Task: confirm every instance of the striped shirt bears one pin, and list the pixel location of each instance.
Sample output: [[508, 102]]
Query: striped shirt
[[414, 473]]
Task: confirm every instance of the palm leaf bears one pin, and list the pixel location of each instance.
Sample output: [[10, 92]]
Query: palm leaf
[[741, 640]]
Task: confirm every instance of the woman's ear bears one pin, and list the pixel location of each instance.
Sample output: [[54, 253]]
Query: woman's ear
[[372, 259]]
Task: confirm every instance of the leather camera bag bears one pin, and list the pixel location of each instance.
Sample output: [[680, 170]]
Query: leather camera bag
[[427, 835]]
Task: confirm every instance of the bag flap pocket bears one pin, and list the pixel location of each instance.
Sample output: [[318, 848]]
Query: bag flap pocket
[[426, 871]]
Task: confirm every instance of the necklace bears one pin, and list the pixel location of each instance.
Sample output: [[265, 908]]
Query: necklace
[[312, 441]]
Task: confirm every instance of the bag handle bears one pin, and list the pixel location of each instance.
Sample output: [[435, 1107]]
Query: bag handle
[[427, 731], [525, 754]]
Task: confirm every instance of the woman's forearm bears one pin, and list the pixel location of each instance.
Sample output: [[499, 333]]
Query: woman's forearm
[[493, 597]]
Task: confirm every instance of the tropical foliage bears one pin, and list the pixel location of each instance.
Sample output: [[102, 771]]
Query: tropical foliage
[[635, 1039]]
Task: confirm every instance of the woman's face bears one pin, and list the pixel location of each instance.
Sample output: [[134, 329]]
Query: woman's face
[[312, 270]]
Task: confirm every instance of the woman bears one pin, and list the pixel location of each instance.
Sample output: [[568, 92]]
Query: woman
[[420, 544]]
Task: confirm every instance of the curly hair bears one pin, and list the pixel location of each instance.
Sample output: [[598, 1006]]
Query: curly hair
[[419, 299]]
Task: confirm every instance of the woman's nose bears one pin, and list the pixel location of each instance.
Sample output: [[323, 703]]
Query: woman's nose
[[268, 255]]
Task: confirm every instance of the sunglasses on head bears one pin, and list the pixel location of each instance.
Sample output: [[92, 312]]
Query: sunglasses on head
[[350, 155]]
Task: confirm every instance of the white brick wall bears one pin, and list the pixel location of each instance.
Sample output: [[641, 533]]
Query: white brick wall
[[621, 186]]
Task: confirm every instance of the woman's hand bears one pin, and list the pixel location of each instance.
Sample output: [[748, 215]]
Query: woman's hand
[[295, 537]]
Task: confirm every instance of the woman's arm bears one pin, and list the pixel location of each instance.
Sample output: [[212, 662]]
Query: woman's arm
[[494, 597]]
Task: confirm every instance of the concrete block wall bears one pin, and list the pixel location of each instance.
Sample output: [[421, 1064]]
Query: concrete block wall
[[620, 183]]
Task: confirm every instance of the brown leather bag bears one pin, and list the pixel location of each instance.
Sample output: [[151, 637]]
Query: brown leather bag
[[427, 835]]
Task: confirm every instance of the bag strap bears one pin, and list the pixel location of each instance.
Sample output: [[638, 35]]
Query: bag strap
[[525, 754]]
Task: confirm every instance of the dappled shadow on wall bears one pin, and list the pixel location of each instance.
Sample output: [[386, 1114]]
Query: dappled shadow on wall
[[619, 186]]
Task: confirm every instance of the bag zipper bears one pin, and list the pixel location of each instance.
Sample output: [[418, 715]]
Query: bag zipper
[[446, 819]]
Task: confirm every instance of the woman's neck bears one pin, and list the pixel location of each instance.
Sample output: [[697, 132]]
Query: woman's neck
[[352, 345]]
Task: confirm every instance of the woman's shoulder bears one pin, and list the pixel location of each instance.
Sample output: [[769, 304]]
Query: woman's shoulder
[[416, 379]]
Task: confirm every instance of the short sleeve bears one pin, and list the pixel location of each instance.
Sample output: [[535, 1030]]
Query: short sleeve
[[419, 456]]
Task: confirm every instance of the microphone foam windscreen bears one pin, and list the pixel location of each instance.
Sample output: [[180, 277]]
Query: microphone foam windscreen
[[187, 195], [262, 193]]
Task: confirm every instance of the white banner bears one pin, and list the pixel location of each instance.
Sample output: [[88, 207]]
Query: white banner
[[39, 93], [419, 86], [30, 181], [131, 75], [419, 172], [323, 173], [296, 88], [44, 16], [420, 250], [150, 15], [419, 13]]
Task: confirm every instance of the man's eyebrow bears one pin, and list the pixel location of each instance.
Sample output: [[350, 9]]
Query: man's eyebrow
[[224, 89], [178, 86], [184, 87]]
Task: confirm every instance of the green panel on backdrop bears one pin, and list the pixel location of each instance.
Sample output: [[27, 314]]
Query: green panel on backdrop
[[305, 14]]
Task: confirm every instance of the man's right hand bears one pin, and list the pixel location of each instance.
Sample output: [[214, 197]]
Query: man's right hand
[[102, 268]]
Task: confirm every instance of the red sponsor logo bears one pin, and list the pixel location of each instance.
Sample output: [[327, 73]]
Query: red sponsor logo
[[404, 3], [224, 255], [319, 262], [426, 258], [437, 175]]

● WHAT TO DO
Return the entries above exactly, each one complete.

● TASK SOLUTION
Task: confirm every instance of the striped shirt bears one pin, and list the pixel location of each instance.
Sample output: [[508, 102]]
Query: striped shirt
[[414, 473]]
Task: confirm every instance of the palm leaf bears one pin, and list the pixel location of each instance.
Sample output: [[10, 92]]
Query: palm leaf
[[741, 640]]
Task: confirm every instance of the woman's ear bears one pin, and list the pixel location of each instance.
Sample output: [[54, 253]]
Query: woman's ear
[[372, 259]]
Task: confirm every instance of the leather camera bag bears one pin, and list the pixel location of each instance.
Sample output: [[680, 170]]
Query: leather camera bag
[[427, 835]]
Task: confirm every instance of the bag flap pocket bears one pin, and list the pixel location of each instance.
Sample output: [[318, 848]]
Query: bag flap pocket
[[426, 871]]
Task: confirm every instance of the necklace bears one pin, and list the pixel location of each instance.
Sample output: [[265, 908]]
Query: necklace
[[312, 441]]
Task: confirm every instance of the bag handle bears one pin, and list the pixel location of each instance.
Sample output: [[435, 1107]]
Query: bag handle
[[427, 731], [525, 754]]
Task: confirm every instance of the woman's forearm bears one pin, and list the pixel location of each instance.
Sample output: [[499, 333]]
Query: woman's forearm
[[493, 597]]
Task: confirm every instance of the tropical foliage bears one pin, and list the pixel location of each instance.
Sample output: [[102, 771]]
Query: tropical foliage
[[635, 1039]]
Task: confirm every instance of the woman's face bears one pin, and list the pixel location of each instance.
Sample output: [[134, 329]]
Query: woman's face
[[312, 270]]
Task: confirm every instance of the woman bears one pin, and list the pixel location of each instance.
Sample output: [[568, 92]]
Query: woman
[[420, 544]]
Task: confirm every instance of the curly hair bears one pin, and list the pixel location of each instance.
Sample output: [[598, 1006]]
Query: curly hair
[[419, 299]]
Task: confirm every instance of the woman's nose bears one pin, and list the pixel location of each instance.
Sample output: [[323, 703]]
Query: woman's nose
[[268, 255]]
Task: confirm every instance of the sunglasses on head bears one pin, and list the pixel location of each instance.
Sample output: [[92, 312]]
Query: sunglasses on head
[[350, 155]]
Task: confirm every instance of the white brick wall bears one pin, and list the pixel location of each instance.
Sample output: [[641, 533]]
Query: white brick wall
[[621, 186]]
Task: confirm every instance of the woman's hand bears one pin, and list the pixel location of each instance.
Sample output: [[748, 215]]
Query: woman's hand
[[295, 537]]
Task: confirm every instance of the woman's arm bears one pin, and list the pixel location of each instance.
Sample output: [[212, 662]]
Query: woman's arm
[[494, 597]]
Task: confirm every instance of the concrete block wall bears one pin, and list the pixel location of each instance.
Sample output: [[421, 1064]]
Query: concrete block wall
[[620, 183]]
Task: confirm every instance of the brown leather bag bears one pin, and list the pixel location of each instance.
Sample output: [[151, 637]]
Query: brown leather bag
[[427, 835]]
Task: confirm every instance of the bag strap bears one pin, and list the pixel location of each instance.
Sample output: [[638, 35]]
Query: bag strap
[[525, 754]]
Task: confirm every instance of the dappled shadow on wall bears one pin, and list the pixel location of each instance.
Sample output: [[386, 1114]]
Query: dappled shadow on wall
[[619, 186]]
Task: confirm every instance of the bag zipper bears one pin, and list the pixel location of each instance.
Sample output: [[418, 715]]
Query: bag zipper
[[446, 819]]
Task: confirm every instance of the woman's neck bears one pin, and list the pixel location of each instance.
Sample output: [[697, 132]]
Query: woman's neck
[[352, 345]]
Task: confirm every instance of the woman's shoulder bears one pin, and list the pixel location of each instance.
Sample output: [[769, 304]]
Query: woman's shoulder
[[416, 379]]
Task: confirm every instance of the short sleeve bears one pin, and list the pixel location of each instance.
Sample output: [[535, 1030]]
Query: short sleeve
[[419, 456]]
Task: confirm every instance of the microphone foam windscreen bears one pin, and list the pixel location of each instance.
Sample output: [[180, 277]]
Query: microphone foam windscreen
[[187, 195], [262, 193]]
Task: confirm every instance of the white banner bears one pin, and list the pixel location of each instance.
Sample output: [[88, 207]]
Query: white banner
[[39, 93], [419, 86], [30, 181], [131, 75], [419, 172], [323, 173], [296, 88], [44, 16], [420, 250], [150, 15], [419, 13]]
Task: confirm every instance of the man's eyebrow bears one pin, and list the pixel location of each instance.
Sample output: [[350, 9]]
Query: man's eyebrow
[[224, 89], [178, 86], [184, 87]]
Task: confirm every instance of the green panel on backdrop bears one pin, and list the pixel location of each instance.
Sample output: [[27, 314]]
Query: green panel on backdrop
[[305, 14]]
Task: confirm every instance of the man's right hand bears one pin, and list the pixel location of each instance.
Sample output: [[214, 197]]
Query: man's right hand
[[102, 268]]
Task: confirm every instance of the red sponsor logo bears one pin, and list the pixel location of each instance.
Sample output: [[327, 73]]
Query: red sponsor logo
[[404, 3], [224, 255], [319, 262], [426, 258], [437, 175]]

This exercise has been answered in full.